Neighborhood Stabilization Act of 2008 +The Neighborhood Stabilization Act addresses two important problems plaguing aspiring middle-class Americans: the community breakdown that can result from vacant foreclosed homes in neighborhoods across the country and the lack of affordable housing. Middle-class Americans who are current on their mortgages and face no personal risk of foreclosure are nevertheless harmed when a foreclosed home down the street brings down property values, erodes the local tax base, and threatens to become a magnet for crime. The Center for Responsible Lending has shown that approximately 40.6 million homes will experience devaluation because of nearby subprime foreclosures and that homeowners living near foreclosed properties will lose approximately $5,000 on the value of their homes. At the same time, two of the causes of the foreclosure crisis were a lack of affordable housing and the targeting of low-income neighborhoods by subprime lenders. By funneling federal money to local agencies to serve low-income individuals, the Neighborhood Stabilization Act will help neighborhoods recover from the harm done to their communities by foreclosures while helping to ensure that neighborhoods can accommodate aspiring middle-class Americans. Providing funds for rental properties recognizes that the foreclosure crisis affects aspiring middle-class and middle-class renters as well as homeowners.

R

Recovery Rebates and Economic Stimulus for the American People Act of 2008 +There is increasing evidence that the economy faces a high risk of recession which could throw millions of middle-class Americans out of work, reduce income and health insurance coverage, and increase poverty. A smart economic stimulus plan could prevent the downturn or soften its effects. To be effective, an economic stimulus package must direct money to those who will spend it quickly, boosting consumer demand and prompting increased production and economic growth. For this reason, the household tax rebates are likely to be effective, if the checks can be sent quickly. The rebates are targeted to cash-strapped middle-class and aspiring middle-class Americans who are more likely than wealthier people to spend the money they receive immediately, rather than saving it. It is also important that Americans relying on Social Security or disability benefits are included, both as an issue of basic fairness and because these groups are likely to spend their rebates quickly. The business tax cuts are less positive for the middle class because they provide little simulative effect but would deprive the public of significant revenue and increase deficits. Offering tax incentives for business investment frequently fails to generate substantial economic growth because many businesses use the tax cuts for investments they already planned to undertake anyway, costing the public lost revenue but creating no additional economic activity. Another drawback is that it takes considerable time for businesses to make new investments and for investments to result in increased employment or purchasing. Yet to be most effective economic stimulus should have a rapid impact on the economy. Finally, the Center on Budget and Policy Priorities points out that business incentives harm state budgets, since state and federal tax codes are linked. Many states are already facing a revenue crunch due to the economic downturn and, unlike the federal government, they cannot run budget deficits. The result could be cuts in state and local services that middle-class Americans rely on, from education to road maintenance to public safety.

» Point-based annotation data
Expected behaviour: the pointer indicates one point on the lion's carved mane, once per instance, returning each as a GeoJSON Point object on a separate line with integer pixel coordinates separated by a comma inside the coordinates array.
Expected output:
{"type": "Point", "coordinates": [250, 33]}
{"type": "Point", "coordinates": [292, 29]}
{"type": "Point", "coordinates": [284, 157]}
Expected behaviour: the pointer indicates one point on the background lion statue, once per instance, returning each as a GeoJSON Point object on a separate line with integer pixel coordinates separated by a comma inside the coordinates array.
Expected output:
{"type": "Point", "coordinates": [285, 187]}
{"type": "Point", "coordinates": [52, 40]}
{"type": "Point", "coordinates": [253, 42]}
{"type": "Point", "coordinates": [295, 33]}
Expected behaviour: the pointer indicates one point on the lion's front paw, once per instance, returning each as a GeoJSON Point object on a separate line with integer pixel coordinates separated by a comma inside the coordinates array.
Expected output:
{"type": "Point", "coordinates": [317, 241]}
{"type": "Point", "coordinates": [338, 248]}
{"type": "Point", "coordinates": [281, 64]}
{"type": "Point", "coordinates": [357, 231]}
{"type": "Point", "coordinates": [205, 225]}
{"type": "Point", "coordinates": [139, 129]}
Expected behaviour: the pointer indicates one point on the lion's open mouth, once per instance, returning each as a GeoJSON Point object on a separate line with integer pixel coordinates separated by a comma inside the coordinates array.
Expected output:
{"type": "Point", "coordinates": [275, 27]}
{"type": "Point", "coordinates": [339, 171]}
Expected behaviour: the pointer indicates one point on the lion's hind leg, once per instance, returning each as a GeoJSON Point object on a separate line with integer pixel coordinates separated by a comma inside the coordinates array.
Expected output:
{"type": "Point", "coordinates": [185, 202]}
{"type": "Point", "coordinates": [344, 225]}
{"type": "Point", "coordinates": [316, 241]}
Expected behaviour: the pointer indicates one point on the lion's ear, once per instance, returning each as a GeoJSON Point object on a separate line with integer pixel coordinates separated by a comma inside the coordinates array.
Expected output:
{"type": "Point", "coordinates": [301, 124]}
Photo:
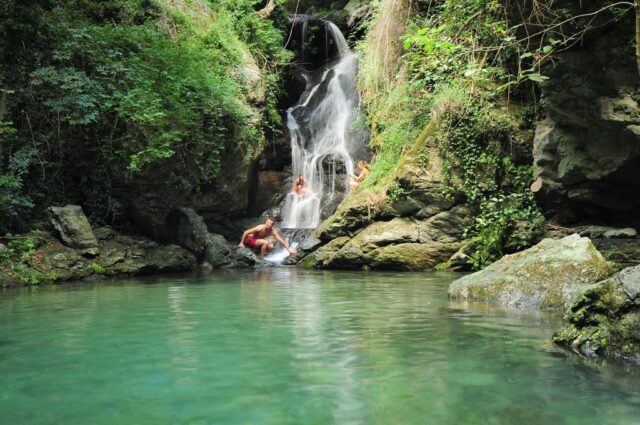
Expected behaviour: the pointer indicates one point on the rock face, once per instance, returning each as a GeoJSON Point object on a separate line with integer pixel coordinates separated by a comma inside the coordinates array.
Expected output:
{"type": "Point", "coordinates": [188, 230]}
{"type": "Point", "coordinates": [546, 276]}
{"type": "Point", "coordinates": [415, 231]}
{"type": "Point", "coordinates": [120, 255]}
{"type": "Point", "coordinates": [74, 229]}
{"type": "Point", "coordinates": [605, 319]}
{"type": "Point", "coordinates": [587, 149]}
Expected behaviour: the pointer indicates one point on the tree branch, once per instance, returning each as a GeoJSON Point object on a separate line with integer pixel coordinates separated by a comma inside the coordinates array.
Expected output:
{"type": "Point", "coordinates": [266, 11]}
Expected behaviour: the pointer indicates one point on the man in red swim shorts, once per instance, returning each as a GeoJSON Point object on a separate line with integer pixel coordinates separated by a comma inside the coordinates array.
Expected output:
{"type": "Point", "coordinates": [255, 238]}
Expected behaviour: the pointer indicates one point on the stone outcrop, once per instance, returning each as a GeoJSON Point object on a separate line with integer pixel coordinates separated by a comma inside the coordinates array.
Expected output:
{"type": "Point", "coordinates": [187, 229]}
{"type": "Point", "coordinates": [605, 319]}
{"type": "Point", "coordinates": [546, 276]}
{"type": "Point", "coordinates": [120, 255]}
{"type": "Point", "coordinates": [417, 230]}
{"type": "Point", "coordinates": [587, 149]}
{"type": "Point", "coordinates": [74, 229]}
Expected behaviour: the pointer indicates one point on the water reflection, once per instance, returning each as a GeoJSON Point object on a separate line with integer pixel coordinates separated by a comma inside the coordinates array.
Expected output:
{"type": "Point", "coordinates": [290, 346]}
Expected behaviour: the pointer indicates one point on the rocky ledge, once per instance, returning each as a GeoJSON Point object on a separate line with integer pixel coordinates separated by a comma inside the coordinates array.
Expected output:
{"type": "Point", "coordinates": [605, 319]}
{"type": "Point", "coordinates": [546, 276]}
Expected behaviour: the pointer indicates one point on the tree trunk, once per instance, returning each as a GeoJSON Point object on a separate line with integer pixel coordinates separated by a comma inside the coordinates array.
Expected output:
{"type": "Point", "coordinates": [638, 35]}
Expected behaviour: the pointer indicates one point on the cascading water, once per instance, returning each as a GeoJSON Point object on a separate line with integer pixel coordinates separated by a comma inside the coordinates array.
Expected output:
{"type": "Point", "coordinates": [323, 137]}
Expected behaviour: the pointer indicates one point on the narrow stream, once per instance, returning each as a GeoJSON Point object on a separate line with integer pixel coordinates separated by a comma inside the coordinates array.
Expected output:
{"type": "Point", "coordinates": [289, 346]}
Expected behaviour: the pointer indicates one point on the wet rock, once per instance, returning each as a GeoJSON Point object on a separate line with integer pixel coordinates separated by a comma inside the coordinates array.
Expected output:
{"type": "Point", "coordinates": [247, 257]}
{"type": "Point", "coordinates": [607, 232]}
{"type": "Point", "coordinates": [546, 276]}
{"type": "Point", "coordinates": [461, 259]}
{"type": "Point", "coordinates": [605, 319]}
{"type": "Point", "coordinates": [321, 257]}
{"type": "Point", "coordinates": [404, 243]}
{"type": "Point", "coordinates": [218, 251]}
{"type": "Point", "coordinates": [187, 229]}
{"type": "Point", "coordinates": [74, 229]}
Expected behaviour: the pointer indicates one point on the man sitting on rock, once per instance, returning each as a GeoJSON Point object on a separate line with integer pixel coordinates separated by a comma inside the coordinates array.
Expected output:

» Set problem
Pick up the text on the 2008 housing and economic stimulus legislation and continue it past its last sentence.

» The result
S

SCHIP Extension bill +Being able to take a child to the doctor for regular check-ups and immunizations is fundamental to a middle-class standard of living. Yet, steeply rising costs over the past several years have made health coverage unaffordable, not only for the poor, but also for a growing number of middle-class families. Since 2000, the premium that the average American employee pays for health coverage has risen more than 83%, increasing more than four times faster than wages. At the same time, more employers are dropping insurance plans entirely, and coverage is even more expensive for Americans who must purchase it themselves on the open market. SCHIP has been highly successful at reducing the number of uninsured children, but a lack of funding has limited its reach, leaving 9 million American children uninsured in 2006. The shortfall has consequences, not only for children’s individual health and well-being, but for society as a whole, which bears the cost of preventable emergency room visits from children who never got preventive care. By renewing SCHIP and expanding it to more low- and middle-income children, this bill offers children a healthy start in life.

U

U.S. House of Representatives record vote 22, 110th Congress, Session 2 +Being able to take a child to the doctor for regular check-ups and immunizations is fundamental to a middle-class standard of living. Yet, steeply rising costs over the past several years have made health coverage unaffordable, not only for the poor, but also for a growing number of middle-class families. Since 2000, the premium that the average American employee pays for health coverage has risen more than 83%, increasing more than four times faster than wages. At the same time, more employers are dropping insurance plans entirely, and coverage is even more expensive for Americans who must purchase it themselves on the open market. SCHIP has been highly successful at reducing the number of uninsured children, but a lack of funding has limited its reach, leaving 9 million American children uninsured in 2006. The shortfall has consequences, not only for children’s individual health and well-being, but for society as a whole, which bears the cost of preventable emergency room visits from children who never got preventive care. By renewing SCHIP and expanding it to more low- and middle-income children, this bill offers children a healthy start in life.
U.S. House of Representatives record vote 299, 110th Congress, Session 2 +The Neighborhood Stabilization Act addresses two important problems plaguing aspiring middle-class Americans: the community breakdown that can result from vacant foreclosed homes in neighborhoods across the country and the lack of affordable housing. Middle-class Americans who are current on their mortgages and face no personal risk of foreclosure are nevertheless harmed when a foreclosed home down the street brings down property values, erodes the local tax base, and threatens to become a magnet for crime. The Center for Responsible Lending has shown that approximately 40.6 million homes will experience devaluation because of nearby subprime foreclosures and that homeowners living near foreclosed properties will lose approximately $5,000 on the value of their homes. At the same time, two of the causes of the foreclosure crisis were a lack of affordable housing and the targeting of low-income neighborhoods by subprime lenders. By funneling federal money to local agencies to serve low-income individuals, the Neighborhood Stabilization Act will help neighborhoods recover from the harm done to their communities by foreclosures while helping to ensure that neighborhoods can accommodate aspiring middle-class Americans. Providing funds for rental properties recognizes that the foreclosure crisis affects aspiring middle-class and middle-class renters as well as homeowners.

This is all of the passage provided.